**Your objective**
Go to the line containing "Could you please spot the young boy" in the listing below and retype it and every later line exactly, down to the last.

*** Supplied entries Section Begins ***

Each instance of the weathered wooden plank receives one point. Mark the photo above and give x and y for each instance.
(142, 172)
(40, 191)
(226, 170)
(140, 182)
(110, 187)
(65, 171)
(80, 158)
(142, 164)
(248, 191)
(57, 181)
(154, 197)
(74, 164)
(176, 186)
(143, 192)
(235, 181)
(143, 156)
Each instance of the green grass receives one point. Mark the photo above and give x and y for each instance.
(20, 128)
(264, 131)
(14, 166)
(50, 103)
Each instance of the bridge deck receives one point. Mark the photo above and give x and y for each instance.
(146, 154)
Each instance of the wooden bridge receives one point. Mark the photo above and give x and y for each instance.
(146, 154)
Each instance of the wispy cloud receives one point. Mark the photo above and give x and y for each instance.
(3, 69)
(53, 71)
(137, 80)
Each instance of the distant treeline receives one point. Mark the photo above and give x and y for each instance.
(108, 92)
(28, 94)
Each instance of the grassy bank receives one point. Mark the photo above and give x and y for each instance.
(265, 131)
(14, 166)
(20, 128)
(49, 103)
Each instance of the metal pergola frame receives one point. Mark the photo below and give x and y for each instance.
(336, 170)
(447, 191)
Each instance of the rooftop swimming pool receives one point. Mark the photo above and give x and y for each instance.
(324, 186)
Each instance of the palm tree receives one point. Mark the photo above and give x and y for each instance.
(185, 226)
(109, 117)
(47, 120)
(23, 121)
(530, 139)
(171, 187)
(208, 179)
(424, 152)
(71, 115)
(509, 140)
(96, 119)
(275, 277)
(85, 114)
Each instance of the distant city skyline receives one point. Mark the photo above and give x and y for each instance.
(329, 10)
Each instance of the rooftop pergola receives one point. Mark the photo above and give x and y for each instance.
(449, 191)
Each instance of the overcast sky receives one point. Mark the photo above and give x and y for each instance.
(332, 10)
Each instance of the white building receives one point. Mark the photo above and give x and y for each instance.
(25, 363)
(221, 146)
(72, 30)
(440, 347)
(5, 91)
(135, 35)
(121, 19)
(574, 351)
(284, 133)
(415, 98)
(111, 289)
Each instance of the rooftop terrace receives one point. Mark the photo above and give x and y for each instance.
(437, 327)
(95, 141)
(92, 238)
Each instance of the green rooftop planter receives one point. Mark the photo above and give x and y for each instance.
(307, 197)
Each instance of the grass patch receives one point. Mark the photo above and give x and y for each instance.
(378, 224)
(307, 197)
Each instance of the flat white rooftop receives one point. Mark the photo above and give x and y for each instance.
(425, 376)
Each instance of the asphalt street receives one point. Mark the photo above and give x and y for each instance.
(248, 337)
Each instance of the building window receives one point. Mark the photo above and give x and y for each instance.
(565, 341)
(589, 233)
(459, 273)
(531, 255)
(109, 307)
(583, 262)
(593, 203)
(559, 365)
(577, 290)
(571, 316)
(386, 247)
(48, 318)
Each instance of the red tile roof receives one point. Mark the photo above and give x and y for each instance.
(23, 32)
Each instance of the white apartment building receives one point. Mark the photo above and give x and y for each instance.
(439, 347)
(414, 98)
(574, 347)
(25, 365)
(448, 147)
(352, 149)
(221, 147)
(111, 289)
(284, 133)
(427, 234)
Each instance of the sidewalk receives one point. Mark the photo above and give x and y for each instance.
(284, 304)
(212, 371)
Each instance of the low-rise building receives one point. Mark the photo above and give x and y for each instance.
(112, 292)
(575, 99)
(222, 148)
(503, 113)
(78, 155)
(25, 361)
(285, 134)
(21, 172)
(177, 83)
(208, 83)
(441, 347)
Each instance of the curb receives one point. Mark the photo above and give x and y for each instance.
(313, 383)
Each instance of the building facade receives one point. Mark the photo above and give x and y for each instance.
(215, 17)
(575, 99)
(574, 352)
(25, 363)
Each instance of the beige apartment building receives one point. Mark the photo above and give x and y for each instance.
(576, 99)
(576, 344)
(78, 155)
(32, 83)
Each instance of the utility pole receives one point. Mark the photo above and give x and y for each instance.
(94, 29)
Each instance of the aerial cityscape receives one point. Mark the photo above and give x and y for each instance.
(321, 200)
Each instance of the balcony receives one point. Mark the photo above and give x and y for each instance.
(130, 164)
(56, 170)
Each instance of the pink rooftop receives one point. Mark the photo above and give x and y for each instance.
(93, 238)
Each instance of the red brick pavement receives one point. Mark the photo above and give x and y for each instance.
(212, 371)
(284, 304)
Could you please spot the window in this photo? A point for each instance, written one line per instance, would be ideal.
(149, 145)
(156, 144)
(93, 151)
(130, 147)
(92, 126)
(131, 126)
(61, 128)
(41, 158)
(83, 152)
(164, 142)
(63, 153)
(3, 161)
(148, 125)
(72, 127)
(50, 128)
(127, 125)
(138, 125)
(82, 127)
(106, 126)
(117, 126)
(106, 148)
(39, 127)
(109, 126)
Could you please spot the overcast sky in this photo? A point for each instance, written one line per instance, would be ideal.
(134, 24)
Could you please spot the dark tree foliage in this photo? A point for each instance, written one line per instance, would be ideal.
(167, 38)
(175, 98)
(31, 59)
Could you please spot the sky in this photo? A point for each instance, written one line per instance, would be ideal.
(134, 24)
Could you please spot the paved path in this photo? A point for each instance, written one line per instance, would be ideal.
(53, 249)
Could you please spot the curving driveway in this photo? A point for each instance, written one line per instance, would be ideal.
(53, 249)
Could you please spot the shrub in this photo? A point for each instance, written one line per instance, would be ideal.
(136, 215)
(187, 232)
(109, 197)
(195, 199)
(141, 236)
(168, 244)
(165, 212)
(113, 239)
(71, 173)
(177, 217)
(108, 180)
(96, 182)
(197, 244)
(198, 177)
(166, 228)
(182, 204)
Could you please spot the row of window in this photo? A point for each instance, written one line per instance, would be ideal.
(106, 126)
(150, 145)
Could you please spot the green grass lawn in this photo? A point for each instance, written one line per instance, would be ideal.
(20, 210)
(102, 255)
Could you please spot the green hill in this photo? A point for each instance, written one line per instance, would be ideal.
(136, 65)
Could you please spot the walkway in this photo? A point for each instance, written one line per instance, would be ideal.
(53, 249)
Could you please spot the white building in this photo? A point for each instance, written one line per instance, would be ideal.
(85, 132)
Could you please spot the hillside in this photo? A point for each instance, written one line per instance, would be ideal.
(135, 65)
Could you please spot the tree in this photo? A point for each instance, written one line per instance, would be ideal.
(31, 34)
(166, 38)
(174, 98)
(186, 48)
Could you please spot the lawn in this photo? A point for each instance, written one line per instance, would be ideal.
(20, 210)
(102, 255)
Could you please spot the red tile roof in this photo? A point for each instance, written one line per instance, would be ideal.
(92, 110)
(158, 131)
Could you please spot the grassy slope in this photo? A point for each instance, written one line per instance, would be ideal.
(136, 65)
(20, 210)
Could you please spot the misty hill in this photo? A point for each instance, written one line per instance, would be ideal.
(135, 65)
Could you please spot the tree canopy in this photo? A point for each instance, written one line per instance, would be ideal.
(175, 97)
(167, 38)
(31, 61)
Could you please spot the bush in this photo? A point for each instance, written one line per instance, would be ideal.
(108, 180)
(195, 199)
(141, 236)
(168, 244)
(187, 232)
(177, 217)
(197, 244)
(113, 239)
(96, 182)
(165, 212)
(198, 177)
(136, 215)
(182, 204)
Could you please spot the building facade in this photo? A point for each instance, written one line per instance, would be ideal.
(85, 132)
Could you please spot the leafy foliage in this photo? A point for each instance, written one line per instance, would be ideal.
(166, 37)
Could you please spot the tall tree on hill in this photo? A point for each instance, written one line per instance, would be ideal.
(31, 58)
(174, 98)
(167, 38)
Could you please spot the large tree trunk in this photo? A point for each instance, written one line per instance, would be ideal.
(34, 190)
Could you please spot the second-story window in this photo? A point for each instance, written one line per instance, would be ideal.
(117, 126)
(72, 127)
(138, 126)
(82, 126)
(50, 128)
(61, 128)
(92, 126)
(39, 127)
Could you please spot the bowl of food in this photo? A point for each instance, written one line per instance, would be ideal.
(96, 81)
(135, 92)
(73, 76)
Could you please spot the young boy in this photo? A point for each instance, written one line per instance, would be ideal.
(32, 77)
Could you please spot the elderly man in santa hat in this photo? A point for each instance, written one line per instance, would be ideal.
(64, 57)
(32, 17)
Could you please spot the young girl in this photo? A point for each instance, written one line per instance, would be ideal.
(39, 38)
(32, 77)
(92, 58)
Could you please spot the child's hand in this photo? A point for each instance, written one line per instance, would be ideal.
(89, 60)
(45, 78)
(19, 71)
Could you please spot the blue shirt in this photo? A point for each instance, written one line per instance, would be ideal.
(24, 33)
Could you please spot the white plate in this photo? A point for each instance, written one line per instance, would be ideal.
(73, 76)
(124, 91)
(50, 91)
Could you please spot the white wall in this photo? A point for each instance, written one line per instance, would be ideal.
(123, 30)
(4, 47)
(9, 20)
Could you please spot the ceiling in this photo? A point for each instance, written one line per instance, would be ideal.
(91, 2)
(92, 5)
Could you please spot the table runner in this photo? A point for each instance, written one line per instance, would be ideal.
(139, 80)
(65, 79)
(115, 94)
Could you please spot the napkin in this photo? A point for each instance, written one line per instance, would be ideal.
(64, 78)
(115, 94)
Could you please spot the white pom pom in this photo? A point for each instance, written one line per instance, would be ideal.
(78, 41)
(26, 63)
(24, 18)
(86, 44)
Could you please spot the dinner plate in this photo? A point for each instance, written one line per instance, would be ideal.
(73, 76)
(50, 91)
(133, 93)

*** Supplied entries Section Ends ***

**Output of the task**
Could you please spot the young boy in this photo? A point for each instance, written one line per instance, would be ideal.
(32, 77)
Could you please spot the elderly man in santa hat in this photo? A point for each instance, written one line per instance, would be ideal.
(64, 57)
(32, 17)
Could you please spot the young girl in this photo? A point for each instance, written one line per instance, would be ideal.
(39, 38)
(32, 77)
(92, 58)
Could you please spot the child's hand in this photo? A point for each instance, written one line per instance, would be ideal.
(89, 60)
(45, 78)
(19, 71)
Could you please spot the blue shirt in this photo? A point for each instance, written one line per instance, would be ideal.
(24, 33)
Could you please spot the white plate in this photo? A point for each instance, written one line per instance, would be ideal.
(73, 76)
(124, 91)
(50, 91)
Could you please spot the white wall in this photo? A point for each instance, written one line per instance, would be ideal.
(123, 30)
(4, 47)
(9, 20)
Could you please spot the ceiling in this photo? A point for each instance, written one line per instance, would be ideal.
(91, 2)
(92, 5)
Could you please spot the table runner in this photo? A point for each instance, written one line per instance, would be ideal.
(139, 80)
(65, 79)
(115, 94)
Could you please spot the napkin in this photo? A point for each instance, written one line per instance, would be ideal.
(64, 78)
(115, 94)
Could you please spot the white pom pom in this photo? A point for each instance, written one line per instance, would be ideal.
(78, 41)
(26, 63)
(24, 18)
(86, 44)
Could you please spot the dinner plate in this photo? A point for each instance, written one line per instance, would be ideal.
(73, 76)
(50, 91)
(133, 93)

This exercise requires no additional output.